* _Problem description_: Without the pictures, can you quote each line below exactly?

* _Extracted records_:
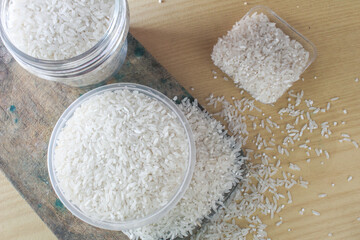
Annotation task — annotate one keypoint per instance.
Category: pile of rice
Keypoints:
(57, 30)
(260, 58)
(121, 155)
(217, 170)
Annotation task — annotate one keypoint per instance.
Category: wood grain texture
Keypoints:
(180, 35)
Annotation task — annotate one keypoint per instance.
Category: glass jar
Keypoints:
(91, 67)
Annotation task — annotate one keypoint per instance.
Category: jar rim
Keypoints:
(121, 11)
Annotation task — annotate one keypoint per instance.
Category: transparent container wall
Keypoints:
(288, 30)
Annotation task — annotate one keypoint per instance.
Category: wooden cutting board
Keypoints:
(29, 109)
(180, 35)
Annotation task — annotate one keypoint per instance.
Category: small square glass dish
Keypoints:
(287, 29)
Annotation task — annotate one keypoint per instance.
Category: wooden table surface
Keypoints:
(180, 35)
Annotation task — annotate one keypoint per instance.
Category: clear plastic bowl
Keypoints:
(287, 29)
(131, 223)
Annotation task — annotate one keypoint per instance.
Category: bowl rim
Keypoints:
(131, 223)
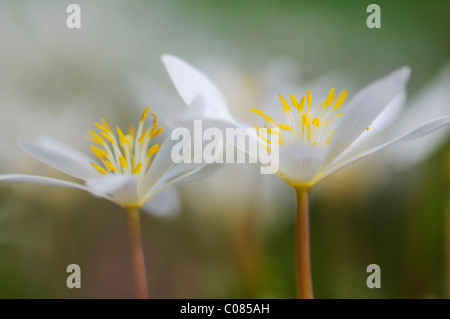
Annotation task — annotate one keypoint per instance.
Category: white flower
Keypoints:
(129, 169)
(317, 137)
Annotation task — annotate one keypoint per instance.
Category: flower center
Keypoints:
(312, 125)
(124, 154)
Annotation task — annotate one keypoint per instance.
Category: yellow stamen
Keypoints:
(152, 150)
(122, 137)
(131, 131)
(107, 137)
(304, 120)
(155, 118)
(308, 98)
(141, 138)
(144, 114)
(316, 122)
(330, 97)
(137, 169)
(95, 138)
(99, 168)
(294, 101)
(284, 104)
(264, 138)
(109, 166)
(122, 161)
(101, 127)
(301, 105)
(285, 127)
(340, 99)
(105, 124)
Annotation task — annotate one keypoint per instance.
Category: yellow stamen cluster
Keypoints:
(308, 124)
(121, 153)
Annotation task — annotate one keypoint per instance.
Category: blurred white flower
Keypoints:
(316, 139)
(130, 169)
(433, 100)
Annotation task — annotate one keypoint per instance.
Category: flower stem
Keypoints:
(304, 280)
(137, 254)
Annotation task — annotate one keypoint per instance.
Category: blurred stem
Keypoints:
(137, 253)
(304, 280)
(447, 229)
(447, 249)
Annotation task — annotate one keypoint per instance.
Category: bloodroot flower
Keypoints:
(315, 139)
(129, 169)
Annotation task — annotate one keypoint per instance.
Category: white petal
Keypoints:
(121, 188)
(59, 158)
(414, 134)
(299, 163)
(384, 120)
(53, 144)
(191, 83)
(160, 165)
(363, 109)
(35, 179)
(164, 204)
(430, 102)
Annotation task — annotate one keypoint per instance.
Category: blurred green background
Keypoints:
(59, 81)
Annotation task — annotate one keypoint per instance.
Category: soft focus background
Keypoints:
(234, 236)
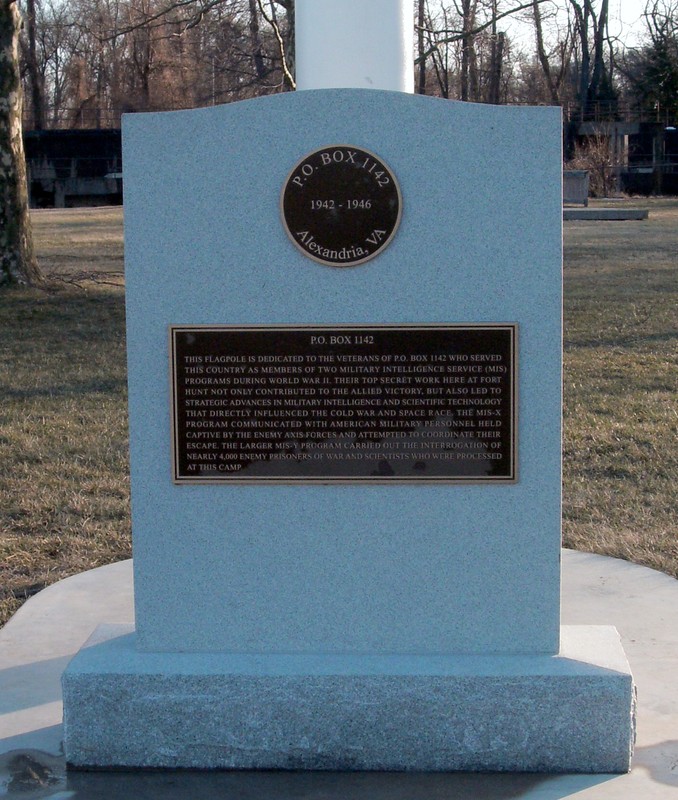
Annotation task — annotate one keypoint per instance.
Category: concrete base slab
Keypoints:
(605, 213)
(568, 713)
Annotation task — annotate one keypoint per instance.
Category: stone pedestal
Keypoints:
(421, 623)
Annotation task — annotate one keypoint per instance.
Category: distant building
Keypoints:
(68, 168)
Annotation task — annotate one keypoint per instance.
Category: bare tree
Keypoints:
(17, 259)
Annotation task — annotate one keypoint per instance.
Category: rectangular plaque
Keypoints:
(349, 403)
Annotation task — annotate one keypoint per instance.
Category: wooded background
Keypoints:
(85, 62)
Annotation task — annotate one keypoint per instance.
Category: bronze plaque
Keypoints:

* _Full output_:
Annotation task — annotate one keypoint per instance.
Category: pile of rice
Keypoints:
(57, 30)
(260, 58)
(121, 155)
(217, 170)
Annotation task — annotate one keypoint per instance.
Category: wood grain texture
Keypoints:
(180, 35)
Annotation task — annotate one keypoint per instance.
Category: glass jar
Keypoints:
(91, 67)
Annotation task — annotate one keypoint per instance.
Category: jar rim
Keypoints:
(121, 11)
Annotation task — annotate one keypoint per instance.
Category: transparent container wall
Keypoints:
(288, 30)
Annotation task — annotate one keypoint per instance.
Category: wooden cutting board
Keypoints:
(29, 109)
(180, 35)
Annotation task — annotate one keypoint per instance.
Category: small square glass dish
Keypoints:
(287, 29)
Annotation task — annotate one keypoint per instance.
Category: wooden table surface
Keypoints:
(180, 35)
Annotation task — annotate one keypoint per instance.
Category: clear plastic bowl
Keypoints:
(287, 29)
(131, 223)
Annotation task — annotate one keypoint per instance.
Category: bowl rim
Keypoints:
(131, 223)
Annotation task — annotate one keypoint per instance.
Category: white flower
Keypoints:
(129, 169)
(317, 137)
Annotation task — annotate one keypoint per instance.
Category: flower center
Keypoints:
(312, 125)
(124, 154)
Annotation task — annotate one keypoint per instance.
Category: yellow stamen
Keypoints:
(152, 150)
(122, 137)
(131, 131)
(107, 137)
(304, 120)
(155, 118)
(308, 98)
(141, 138)
(144, 114)
(316, 122)
(330, 97)
(137, 169)
(95, 138)
(99, 168)
(294, 101)
(284, 104)
(264, 138)
(109, 166)
(122, 161)
(101, 127)
(301, 105)
(285, 127)
(340, 99)
(105, 124)
Annotation task — annotate one keypoint per instance.
Category: yellow stamen cluster
Keypoints:
(308, 124)
(121, 153)
Annotation task — annotate one keypoint per instance.
Category: blurred white flower
Keypoints:
(316, 139)
(130, 169)
(433, 100)
Annotation task — annotate one keypoint per instance.
Category: flower stem
Keypoints:
(304, 280)
(137, 254)
Annotation task — annotate one keypoint per instance.
Category: blurred stem
Keypoints:
(137, 253)
(304, 280)
(447, 229)
(447, 249)
Annotation task — annotate one keypoint per instance.
Category: bloodroot flower
Keypoints:
(315, 139)
(129, 169)
Annotation task — annotate one keypoint per instance.
Category: white petal
Keypoints:
(121, 188)
(59, 158)
(414, 134)
(299, 163)
(384, 120)
(53, 144)
(191, 83)
(160, 165)
(363, 109)
(35, 179)
(164, 204)
(430, 102)
Annotation task — annotate one keypoint per instance.
Category: blurred green background
Keypoints:
(59, 81)
Annotation task — annotate one keypoint per instance.
Category: soft focus background
Keypoints:
(234, 236)
Annotation task — annotate one keypoint per instance.
Category: concrete base slab
Keypoints:
(605, 213)
(568, 713)
Annotation task — annotate one keypoint per instance.
Category: stone pedestal
Keypoints:
(421, 623)
Annotation task — annotate one keypoint per instance.
Category: distant building
Keypoints:
(68, 168)
Annotation task — annotate one keypoint per instance.
Category: bare tree
Keypoints:
(17, 259)
Annotation task — annotate one keypoint per instance.
Category: rectangular plaque
Keypoints:
(349, 403)
Annotation task — annotate one keypoint per instance.
Category: wooded background
Keypoints:
(85, 62)
Annotation task — annotate one keypoint per instance.
Category: bronze plaque
Keypoints:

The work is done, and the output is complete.